» **The request**:
Copy out the records below with "blue van" substituted for every "green truck" and all other text left as it stands. Leave the pictures out of your copy.

» **Input rows**:
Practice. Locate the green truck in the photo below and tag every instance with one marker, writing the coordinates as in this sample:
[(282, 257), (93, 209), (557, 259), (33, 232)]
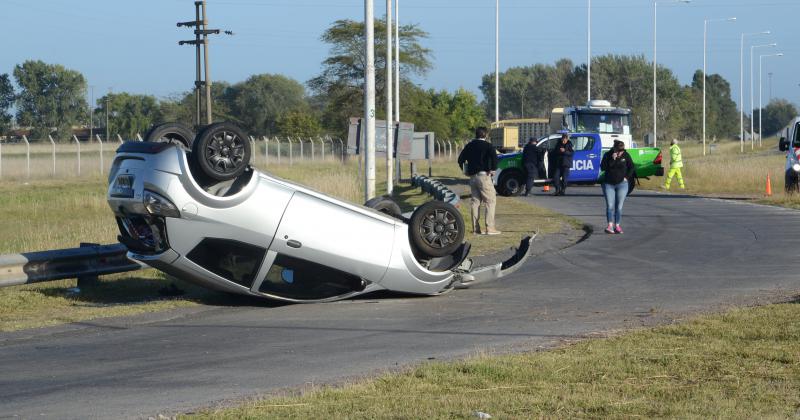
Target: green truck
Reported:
[(509, 179)]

» **Result**:
Practice. Locate the blue van in the photo below and tag every instance with one marker, writing the coordinates as in this sample:
[(282, 257), (93, 209), (557, 259), (33, 232)]
Target: blue van
Reported:
[(509, 179)]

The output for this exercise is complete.